WRITTEN EXERCISE: Identify every line in the records below that contains the string "shirt" and copy each of those lines. Treat uppercase and lowercase as different.

━━━━━ EXCERPTED RECORDS ━━━━━

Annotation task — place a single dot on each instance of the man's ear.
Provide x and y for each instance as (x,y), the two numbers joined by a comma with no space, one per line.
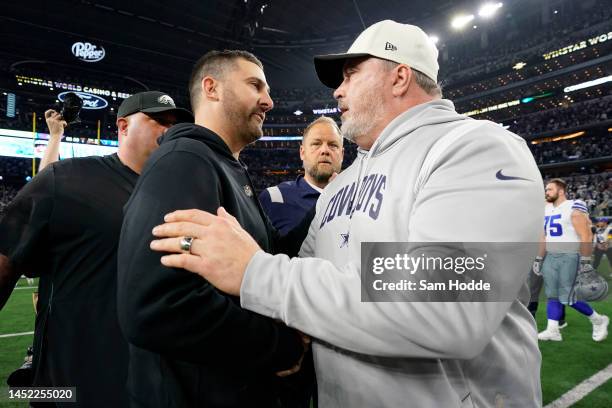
(210,88)
(402,76)
(122,125)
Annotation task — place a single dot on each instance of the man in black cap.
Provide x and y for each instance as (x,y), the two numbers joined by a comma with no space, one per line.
(64,227)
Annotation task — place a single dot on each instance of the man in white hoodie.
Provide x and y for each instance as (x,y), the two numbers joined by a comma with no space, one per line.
(423,174)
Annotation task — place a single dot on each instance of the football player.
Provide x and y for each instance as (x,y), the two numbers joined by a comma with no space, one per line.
(568,247)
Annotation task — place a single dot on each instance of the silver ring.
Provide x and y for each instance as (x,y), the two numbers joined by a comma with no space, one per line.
(186,244)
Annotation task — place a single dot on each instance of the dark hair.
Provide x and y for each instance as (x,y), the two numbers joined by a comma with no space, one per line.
(322,120)
(215,64)
(559,183)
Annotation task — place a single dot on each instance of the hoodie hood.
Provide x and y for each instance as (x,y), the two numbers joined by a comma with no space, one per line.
(430,113)
(200,133)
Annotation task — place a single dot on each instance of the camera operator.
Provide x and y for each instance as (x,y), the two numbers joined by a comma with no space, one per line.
(56,125)
(64,227)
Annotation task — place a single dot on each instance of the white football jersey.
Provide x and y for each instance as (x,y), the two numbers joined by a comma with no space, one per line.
(558,228)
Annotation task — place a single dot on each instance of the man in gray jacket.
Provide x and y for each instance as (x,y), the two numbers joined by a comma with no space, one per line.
(423,174)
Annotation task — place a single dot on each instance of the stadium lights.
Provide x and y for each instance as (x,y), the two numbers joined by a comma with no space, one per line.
(461,21)
(488,9)
(588,84)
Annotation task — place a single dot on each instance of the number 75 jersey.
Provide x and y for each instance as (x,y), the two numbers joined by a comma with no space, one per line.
(558,227)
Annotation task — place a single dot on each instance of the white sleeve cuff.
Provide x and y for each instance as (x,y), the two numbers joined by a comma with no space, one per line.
(265,283)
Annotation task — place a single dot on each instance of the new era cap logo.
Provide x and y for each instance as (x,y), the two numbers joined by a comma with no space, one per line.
(166,100)
(390,47)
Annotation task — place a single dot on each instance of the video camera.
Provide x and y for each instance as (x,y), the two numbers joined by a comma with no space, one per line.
(70,108)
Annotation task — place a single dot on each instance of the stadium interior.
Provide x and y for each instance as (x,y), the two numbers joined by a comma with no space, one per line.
(540,68)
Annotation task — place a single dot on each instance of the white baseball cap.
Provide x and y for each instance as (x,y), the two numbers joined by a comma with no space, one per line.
(387,39)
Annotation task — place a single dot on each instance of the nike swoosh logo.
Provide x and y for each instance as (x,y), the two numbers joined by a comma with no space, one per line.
(501,176)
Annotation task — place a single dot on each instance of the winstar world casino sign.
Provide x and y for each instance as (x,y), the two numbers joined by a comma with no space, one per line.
(88,52)
(90,101)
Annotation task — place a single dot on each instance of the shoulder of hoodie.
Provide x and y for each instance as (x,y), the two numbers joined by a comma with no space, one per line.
(184,145)
(76,166)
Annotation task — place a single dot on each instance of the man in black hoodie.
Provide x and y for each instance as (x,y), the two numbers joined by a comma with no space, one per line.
(191,345)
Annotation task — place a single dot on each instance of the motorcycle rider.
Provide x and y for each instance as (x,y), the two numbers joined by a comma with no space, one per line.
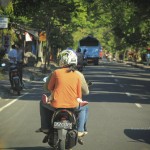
(80,57)
(65,84)
(20,61)
(12,55)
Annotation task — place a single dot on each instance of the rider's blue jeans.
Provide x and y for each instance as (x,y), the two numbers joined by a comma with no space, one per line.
(46,112)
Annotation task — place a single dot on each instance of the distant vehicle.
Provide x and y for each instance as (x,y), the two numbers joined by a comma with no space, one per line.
(91,48)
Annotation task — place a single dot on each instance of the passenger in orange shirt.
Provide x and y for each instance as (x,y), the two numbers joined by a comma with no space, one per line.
(65,84)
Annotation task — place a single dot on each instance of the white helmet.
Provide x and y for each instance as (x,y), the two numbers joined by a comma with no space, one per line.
(67,57)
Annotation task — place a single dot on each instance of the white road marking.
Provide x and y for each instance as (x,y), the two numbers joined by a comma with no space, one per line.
(13,101)
(138,105)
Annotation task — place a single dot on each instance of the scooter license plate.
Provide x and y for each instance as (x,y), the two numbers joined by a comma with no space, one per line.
(62,125)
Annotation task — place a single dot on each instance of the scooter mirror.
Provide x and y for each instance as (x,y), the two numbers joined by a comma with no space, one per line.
(45,79)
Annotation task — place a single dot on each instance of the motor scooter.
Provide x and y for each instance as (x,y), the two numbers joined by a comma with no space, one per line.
(62,134)
(2,67)
(15,79)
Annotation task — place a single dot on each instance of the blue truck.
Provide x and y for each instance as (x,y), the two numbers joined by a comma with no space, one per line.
(91,49)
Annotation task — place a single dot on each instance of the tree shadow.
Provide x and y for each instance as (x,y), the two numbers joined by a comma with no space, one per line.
(27,148)
(139,135)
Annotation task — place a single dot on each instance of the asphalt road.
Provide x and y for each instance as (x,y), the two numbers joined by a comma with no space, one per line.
(119,115)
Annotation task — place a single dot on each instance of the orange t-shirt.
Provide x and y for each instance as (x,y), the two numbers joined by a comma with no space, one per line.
(66,87)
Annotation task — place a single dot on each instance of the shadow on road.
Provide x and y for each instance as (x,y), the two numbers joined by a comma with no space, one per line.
(140,135)
(27,148)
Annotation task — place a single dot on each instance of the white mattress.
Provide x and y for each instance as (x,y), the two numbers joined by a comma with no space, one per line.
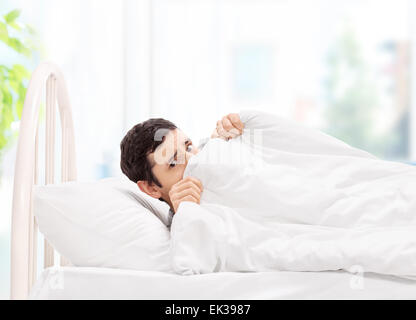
(103,283)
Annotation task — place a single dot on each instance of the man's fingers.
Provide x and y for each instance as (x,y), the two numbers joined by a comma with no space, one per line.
(187,192)
(189,198)
(222,132)
(234,118)
(187,182)
(187,186)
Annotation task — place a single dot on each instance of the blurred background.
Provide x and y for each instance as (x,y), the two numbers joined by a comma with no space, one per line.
(341,66)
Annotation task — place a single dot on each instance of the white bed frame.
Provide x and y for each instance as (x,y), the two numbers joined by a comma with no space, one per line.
(47,83)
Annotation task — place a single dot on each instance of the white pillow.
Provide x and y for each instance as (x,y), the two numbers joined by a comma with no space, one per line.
(108,223)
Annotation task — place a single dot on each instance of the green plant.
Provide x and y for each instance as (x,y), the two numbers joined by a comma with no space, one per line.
(19,38)
(353,98)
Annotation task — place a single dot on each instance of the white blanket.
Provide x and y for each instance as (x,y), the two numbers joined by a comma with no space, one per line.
(287,197)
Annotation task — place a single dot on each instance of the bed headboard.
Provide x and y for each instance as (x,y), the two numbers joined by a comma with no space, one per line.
(46,84)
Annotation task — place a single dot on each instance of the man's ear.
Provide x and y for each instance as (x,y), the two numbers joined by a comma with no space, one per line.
(150,189)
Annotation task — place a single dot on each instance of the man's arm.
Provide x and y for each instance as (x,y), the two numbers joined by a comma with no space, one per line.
(229,127)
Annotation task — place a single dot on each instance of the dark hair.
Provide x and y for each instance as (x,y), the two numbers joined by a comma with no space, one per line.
(137,144)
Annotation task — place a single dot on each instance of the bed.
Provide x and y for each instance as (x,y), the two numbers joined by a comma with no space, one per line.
(63,281)
(104,283)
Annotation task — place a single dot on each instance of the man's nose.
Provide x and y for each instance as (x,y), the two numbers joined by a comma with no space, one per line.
(184,158)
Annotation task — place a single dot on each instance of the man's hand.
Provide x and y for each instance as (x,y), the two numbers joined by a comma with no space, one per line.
(228,127)
(188,189)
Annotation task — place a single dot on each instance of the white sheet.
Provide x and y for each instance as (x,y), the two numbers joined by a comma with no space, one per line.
(102,283)
(295,200)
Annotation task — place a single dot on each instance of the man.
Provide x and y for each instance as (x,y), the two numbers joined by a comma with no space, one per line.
(154,154)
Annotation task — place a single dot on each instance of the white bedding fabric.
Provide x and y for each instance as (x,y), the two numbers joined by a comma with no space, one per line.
(299,200)
(103,283)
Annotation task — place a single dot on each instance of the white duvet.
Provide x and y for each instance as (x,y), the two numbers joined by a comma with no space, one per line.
(286,197)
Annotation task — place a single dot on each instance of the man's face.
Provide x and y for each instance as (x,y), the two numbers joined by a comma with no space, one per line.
(170,158)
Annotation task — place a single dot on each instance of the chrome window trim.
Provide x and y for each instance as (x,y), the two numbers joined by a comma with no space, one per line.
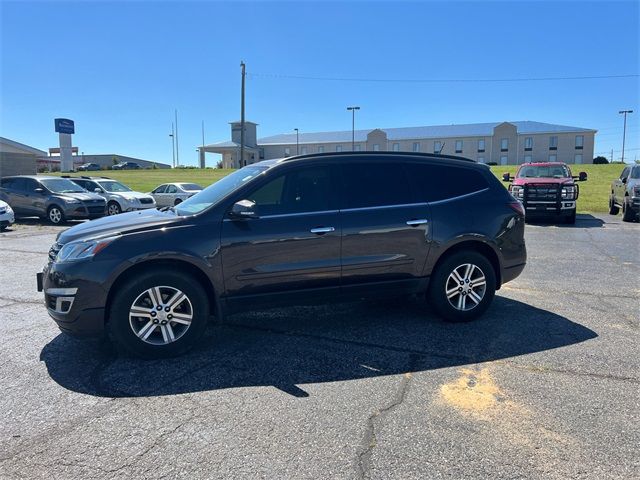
(451,199)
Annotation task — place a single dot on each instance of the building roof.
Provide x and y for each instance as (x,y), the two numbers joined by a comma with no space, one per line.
(21,146)
(405,133)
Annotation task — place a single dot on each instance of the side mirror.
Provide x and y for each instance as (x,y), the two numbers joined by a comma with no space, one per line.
(244,209)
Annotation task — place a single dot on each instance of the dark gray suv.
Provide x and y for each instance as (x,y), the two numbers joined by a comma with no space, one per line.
(314,228)
(56,199)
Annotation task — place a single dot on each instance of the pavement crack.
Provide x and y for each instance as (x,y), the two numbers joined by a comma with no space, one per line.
(370,439)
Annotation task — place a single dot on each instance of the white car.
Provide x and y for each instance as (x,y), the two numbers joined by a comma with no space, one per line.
(6,215)
(170,194)
(119,197)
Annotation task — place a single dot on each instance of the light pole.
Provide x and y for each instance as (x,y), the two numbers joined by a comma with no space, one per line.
(624,130)
(173,146)
(353,126)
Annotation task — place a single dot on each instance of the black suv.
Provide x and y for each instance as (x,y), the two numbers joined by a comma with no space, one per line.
(312,228)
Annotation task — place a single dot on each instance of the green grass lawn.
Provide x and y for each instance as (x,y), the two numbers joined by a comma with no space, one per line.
(594,193)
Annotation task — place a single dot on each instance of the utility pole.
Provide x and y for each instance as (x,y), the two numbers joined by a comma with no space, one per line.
(242,67)
(173,146)
(624,131)
(353,126)
(177,148)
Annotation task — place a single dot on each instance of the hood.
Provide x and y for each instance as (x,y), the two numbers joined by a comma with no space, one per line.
(82,196)
(119,224)
(534,181)
(132,195)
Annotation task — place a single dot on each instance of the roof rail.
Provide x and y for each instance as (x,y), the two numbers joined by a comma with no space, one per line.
(398,154)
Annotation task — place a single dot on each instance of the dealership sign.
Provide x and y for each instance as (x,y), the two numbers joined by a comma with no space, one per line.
(64,125)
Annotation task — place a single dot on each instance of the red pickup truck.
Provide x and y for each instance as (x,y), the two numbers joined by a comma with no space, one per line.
(546,189)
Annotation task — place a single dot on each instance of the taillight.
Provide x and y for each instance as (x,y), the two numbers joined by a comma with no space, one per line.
(517,207)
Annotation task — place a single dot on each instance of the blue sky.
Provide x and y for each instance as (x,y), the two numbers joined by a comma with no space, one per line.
(119,69)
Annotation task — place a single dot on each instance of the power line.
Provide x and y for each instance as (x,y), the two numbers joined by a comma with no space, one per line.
(435,80)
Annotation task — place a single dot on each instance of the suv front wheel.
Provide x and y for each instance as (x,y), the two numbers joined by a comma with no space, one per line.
(158,314)
(462,286)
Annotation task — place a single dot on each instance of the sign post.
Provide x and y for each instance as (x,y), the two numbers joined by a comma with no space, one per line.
(65,128)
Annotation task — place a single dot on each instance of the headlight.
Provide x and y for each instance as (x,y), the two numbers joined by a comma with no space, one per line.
(517,191)
(83,249)
(568,192)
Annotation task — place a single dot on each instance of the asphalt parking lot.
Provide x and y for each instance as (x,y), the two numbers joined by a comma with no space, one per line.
(545,385)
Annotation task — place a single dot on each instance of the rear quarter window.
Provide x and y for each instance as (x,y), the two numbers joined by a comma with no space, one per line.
(440,182)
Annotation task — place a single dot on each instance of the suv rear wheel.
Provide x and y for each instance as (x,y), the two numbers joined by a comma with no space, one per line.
(158,314)
(462,286)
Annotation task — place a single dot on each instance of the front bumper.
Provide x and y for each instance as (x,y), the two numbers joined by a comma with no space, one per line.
(77,306)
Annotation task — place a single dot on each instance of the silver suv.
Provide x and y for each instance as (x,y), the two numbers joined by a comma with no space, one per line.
(119,197)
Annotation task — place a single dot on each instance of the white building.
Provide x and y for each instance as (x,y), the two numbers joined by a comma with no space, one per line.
(504,143)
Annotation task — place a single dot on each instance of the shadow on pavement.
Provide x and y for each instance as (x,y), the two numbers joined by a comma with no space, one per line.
(286,348)
(583,220)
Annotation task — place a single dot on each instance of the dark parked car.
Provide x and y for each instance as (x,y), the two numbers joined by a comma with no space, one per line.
(313,228)
(625,194)
(125,166)
(56,199)
(88,167)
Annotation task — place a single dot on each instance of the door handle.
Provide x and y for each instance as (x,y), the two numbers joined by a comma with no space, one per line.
(321,230)
(415,223)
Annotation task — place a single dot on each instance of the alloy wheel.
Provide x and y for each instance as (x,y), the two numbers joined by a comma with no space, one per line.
(465,287)
(160,315)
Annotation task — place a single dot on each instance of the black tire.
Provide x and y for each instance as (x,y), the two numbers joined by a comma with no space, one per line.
(55,215)
(440,282)
(113,208)
(628,215)
(613,208)
(121,327)
(571,218)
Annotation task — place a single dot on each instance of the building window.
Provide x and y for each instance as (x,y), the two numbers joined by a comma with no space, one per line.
(528,144)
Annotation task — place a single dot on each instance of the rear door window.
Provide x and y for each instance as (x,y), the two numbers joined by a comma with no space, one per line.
(374,185)
(440,182)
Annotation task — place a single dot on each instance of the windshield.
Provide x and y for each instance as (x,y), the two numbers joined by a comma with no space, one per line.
(61,185)
(190,186)
(216,192)
(544,171)
(114,187)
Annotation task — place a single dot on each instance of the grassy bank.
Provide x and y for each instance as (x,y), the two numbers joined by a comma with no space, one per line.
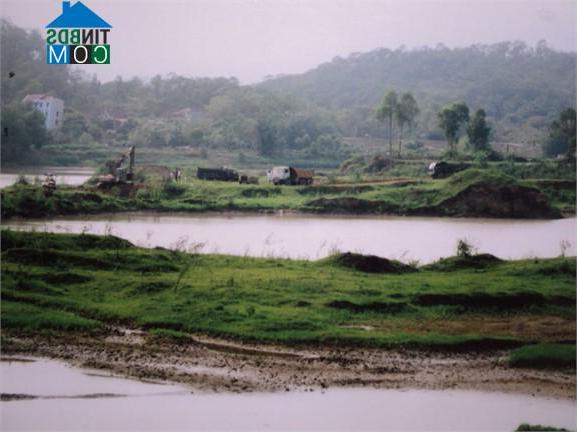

━━━━━

SOLUTION TO THE PROBLEM:
Annotation task — place a single dot on each instance of the passenger in orange shirt.
Annotation task — place a single dot on each instance of the orange t-shirt.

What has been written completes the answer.